*PAGE EXTRACT:*
::::::

LITTLE ROCK, Ark. – Michael and Stephen Frenette thought it was hot when they left their New Orleans home last Friday at noon. After five days of practicing here for the inaugural Mercury College B.A.S.S. National Championship, they’ve got a new perspective.
“Honestly, I think it’s hotter here,” Michael said. “At least we had a breeze in New Orleans.”
But neither of the brothers is complaining. The winner of this four-day event will earn a berth in the Bassmaster Classic.
“Just being here right now is a dream come true,” Stephen said.
As the only brother team in this event, the Frenettes will face an unusual set of circumstances if their team, representing Southeastern Louisiana University, qualifies for Sunday’s final. The Mercury College B.A.S.S. National Championship begins as a team tournament. There are 36 teams representing colleges and universities from various parts of the U.S. qualified for this event.
Thursday they will compete on the Arkansas River. Then the tournament moves to Lake Maumelle on Friday. Each team’s two-day weights will be totaled to determine the top five teams that will advance to Saturday’s semifinals, which will be held on a nearby “mystery lake” – an as yet unnamed body of water where no team has had a chance to practice. The teams will start at zero weight Saturday, when the National Championship team will be determined at a 3 p.m. weigh-in.
If the Southeastern Louisiana team wins the title, the Frenette brothers would then fish against each other on Sunday at another unnamed body of water to determine the Bassmaster Classic qualifier.
“If we are fishing on the last day, it will be just like it has been since we were two years old,” Michael said. “It would be like bringing us back to what we’ve always done, competed against each other.”

::::::

*BRIEF 1:*
Answer these questions about the college bass fishing article.
(a) Which university does the Frenette brothers' team represent?
(b) How many teams qualified for the championship?
(c) On which body of water do the teams compete on Friday?
*BRIEF 2:*
Carry on the college bass fishing article from its final quotation.

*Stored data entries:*

::::::

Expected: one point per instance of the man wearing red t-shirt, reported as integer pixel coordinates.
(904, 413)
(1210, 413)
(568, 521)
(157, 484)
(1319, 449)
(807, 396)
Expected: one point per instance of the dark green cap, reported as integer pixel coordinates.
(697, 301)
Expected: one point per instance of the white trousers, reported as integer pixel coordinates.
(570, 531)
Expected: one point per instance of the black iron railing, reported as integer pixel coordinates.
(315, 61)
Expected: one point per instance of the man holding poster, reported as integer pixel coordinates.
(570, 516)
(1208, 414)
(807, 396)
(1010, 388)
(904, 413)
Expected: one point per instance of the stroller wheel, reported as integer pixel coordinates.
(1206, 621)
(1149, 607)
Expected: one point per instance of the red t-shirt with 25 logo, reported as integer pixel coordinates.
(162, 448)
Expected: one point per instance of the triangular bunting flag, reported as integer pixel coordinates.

::::::

*TASK RESULT 1:*
(a) Southeastern Louisiana University
(b) 36
(c) Lake Maumelle

*TASK RESULT 2:*
But there will be three days of working together as a team before that one-on-one scenario sets up. Bass fishing has been tough on both the Arkansas River and Lake Maumelle during practice. Each team is trying to catch the heaviest five-bass limit each day. If the Frenettes’ practice time is any indication, they’d settle for five keepers each day, any five keepers.
“We haven’t done it yet,” Michael said of their practice days. “It’s going to be a struggle. You might have to make a thousand casts a day for five keepers.”
“It’s anybody’s game at this point,” Stephen said.
The Frenette brothers developed their love of fishing naturally. Their father, Capt. Mike Frenette, owns the Redfish Lodge of Louisiana in Venice. Michael, 21, will be a junior at Southeastern Louisiana this fall. He is majoring in business marketing. Stephen, 19, will be a sophomore majoring in physical therapy. They are both licensed guides and boat captains. And both are candidates to continue their family’s fishing business.
“We’re looking at that, but we know the importance of getting our education,” Michael said. “You could say we’ve got a backup plan, if we need it.”